━━━ TEXTO PARA ANÁLISE

A queda do céu

OPINIÃO - Raul Borges Guimarães

Data 29/01/2023
Horário 04:30

Estava na estrada a caminho de casa. Da noite escura se fez o silêncio. Não havia nenhum ruído de trovão, nenhum raio no céu. Não chovia, e não se sentia nenhum sopro de vento. O profundo silêncio foi rompido com a voz do poderoso Xamã: “Por que continuo a lutar?” Daí vieram aquelas imagens dramáticas dos curumins famintos, na maior crise humanitária que não se via há muito tempo. As notícias vinham da maioria das aldeias, sitiadas pelos vorazes garimpeiros sedentos pelo cobiçado minério escondido no fundo da terra. 
Há muitos e muitos anos aquelas terras já haviam sido invadidas... Basta perguntar para as comunidades da Maloca do Macuxi, Xirixana de Helepi e Palimiú, lá no município de Alto Alegre, no norte de Roraima. Teve também o impacto da construção da Rodovia Perimetral Norte (1973-76), os programas de colonização com títulos expedidos pelo Incra na década de 1980 nas regiões de Ajarani, Apiaú e Baixo Mucajaí. Mas ninguém morria de fome e de malária. Agora, o desmatamento e a destruição estão por toda a parte! 
Nas profundezas emaranhadas da urihi, a famosa terra-floresta dos Yanomami, nas suas colinas e nos seus rios, encontram-se agitados inúmeros seres maléficos, que ferem ou matam quem estiver pela frente, como se fosse caça. E do minério extraído da terra, encontra-se liberta a fumaça da doença.

━━━━━━

TAREFA 1 → Transcreva o trecho do artigo de opinião sobre a crise na terra Yanomami que começa em "A queda do céu" e vai até "fundo da terra.".
TAREFA 2 → Dê sequência ao artigo de opinião sobre a crise na terra Yanomami, escrevendo o que viria depois da última frase apresentada.

━━━ REGISTROS

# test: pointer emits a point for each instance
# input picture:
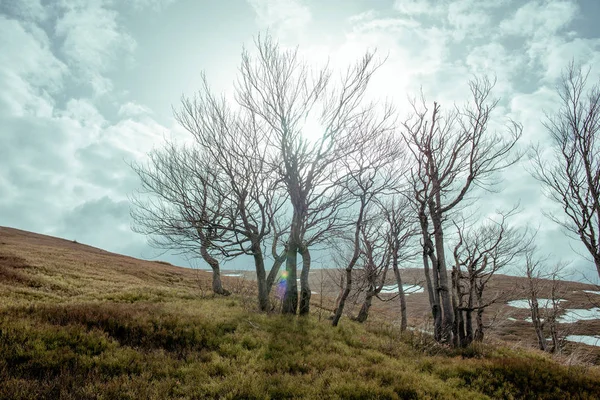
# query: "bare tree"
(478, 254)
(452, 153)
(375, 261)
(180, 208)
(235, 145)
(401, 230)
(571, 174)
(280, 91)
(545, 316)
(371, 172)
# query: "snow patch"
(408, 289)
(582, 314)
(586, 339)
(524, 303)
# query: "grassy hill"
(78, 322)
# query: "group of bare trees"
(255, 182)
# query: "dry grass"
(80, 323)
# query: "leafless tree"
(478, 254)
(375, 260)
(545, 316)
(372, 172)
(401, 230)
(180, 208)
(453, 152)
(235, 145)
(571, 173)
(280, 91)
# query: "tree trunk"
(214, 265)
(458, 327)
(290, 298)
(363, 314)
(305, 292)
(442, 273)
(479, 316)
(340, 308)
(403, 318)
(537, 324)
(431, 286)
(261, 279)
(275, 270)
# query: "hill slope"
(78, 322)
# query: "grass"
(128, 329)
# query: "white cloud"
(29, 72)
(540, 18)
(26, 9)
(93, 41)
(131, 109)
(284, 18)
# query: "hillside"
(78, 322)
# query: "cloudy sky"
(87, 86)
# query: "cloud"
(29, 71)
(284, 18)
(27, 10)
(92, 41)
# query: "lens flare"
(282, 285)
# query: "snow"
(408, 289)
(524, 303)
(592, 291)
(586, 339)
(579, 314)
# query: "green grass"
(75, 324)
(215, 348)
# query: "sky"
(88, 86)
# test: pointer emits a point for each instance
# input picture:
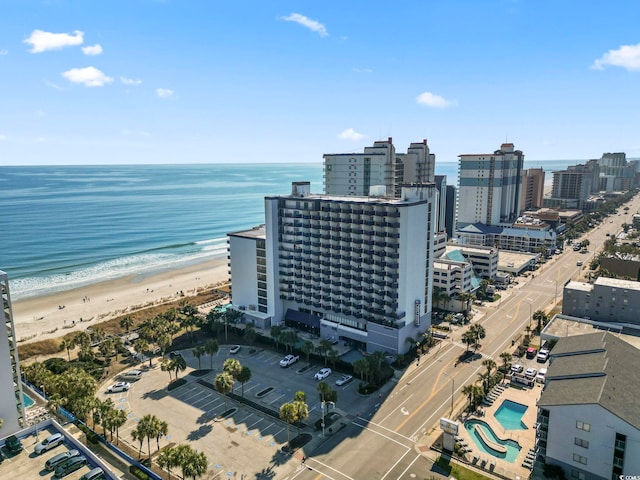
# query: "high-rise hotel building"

━━━━━━
━━━ REGISTROS

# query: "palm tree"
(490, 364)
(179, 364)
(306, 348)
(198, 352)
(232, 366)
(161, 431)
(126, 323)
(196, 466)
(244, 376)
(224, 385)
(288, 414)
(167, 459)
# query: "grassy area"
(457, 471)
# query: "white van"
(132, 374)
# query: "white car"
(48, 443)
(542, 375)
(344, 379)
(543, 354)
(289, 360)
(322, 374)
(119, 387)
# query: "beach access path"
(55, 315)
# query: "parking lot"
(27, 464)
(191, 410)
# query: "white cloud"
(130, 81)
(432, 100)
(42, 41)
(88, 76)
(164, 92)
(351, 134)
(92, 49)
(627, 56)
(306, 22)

━━━━━━
━━━ REGISTROS

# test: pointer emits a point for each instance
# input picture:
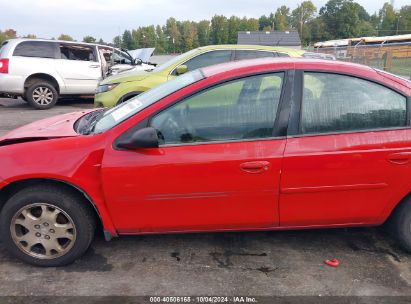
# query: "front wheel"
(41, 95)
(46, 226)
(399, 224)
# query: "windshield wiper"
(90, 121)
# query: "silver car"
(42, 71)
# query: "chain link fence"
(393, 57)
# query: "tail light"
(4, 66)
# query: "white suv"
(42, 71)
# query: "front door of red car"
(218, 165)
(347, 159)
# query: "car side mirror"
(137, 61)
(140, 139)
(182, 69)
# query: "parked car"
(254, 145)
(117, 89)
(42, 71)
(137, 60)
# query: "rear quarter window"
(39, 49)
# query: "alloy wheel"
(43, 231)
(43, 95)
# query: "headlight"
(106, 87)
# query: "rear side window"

━━━━━━

RESPOSTA 1 →
A queda do céu

OPINIÃO - Raul Borges Guimarães

Data 29/01/2023
Horário 04:30

Estava na estrada a caminho de casa. Da noite escura se fez o silêncio. Não havia nenhum ruído de trovão, nenhum raio no céu. Não chovia, e não se sentia nenhum sopro de vento. O profundo silêncio foi rompido com a voz do poderoso Xamã: “Por que continuo a lutar?” Daí vieram aquelas imagens dramáticas dos curumins famintos, na maior crise humanitária que não se via há muito tempo. As notícias vinham da maioria das aldeias, sitiadas pelos vorazes garimpeiros sedentos pelo cobiçado minério escondido no fundo da terra.

RESPOSTA 2 →
Não chore. Os povos da floresta sabem que não se brinca com forças tão poderosas. Elas são capazes de derrubar o céu sobre nossas cabeças! Na verdade, são os xamãs que nos ensinam que no princípio era tudo humano. E que do cataclisma formaram-se as várias espécies, as plantas, os rios, as estrelas, os minerais. Os bichos (yaropë)? Não passam de avatares dos homens que acabaram assumindo a condição animal por causa do seu comportamento descontrolado. E, assim, a chuva e a escuridão, a raiva dos trovões, dos raios e do vendavam não cessam nunca. O solo da floresta gira sem parar aos nossos pés. 
Assim, cada céu que cai, e cada floresta, põem em movimento um processo de renovação. Quando as folhas das árvores começam a tremular ao vento e a floresta se enche de uma luz tremulante, é o fim como princípio. O mundo como floresta fecunda, transbordante de vida. Ao nosso redor? Apenas os espíritos mais teimosos, como o da onça, que apoia o moribundo e lhe dá coragem. Mas também o espírito da lua, que nos mantém com os olhos bem abertos e atentos. E Aiamori, o espírito da bravura guerreira, que não para mais de cantar e dançar. “São as palavras transformadas em arco e flecha pela boca”.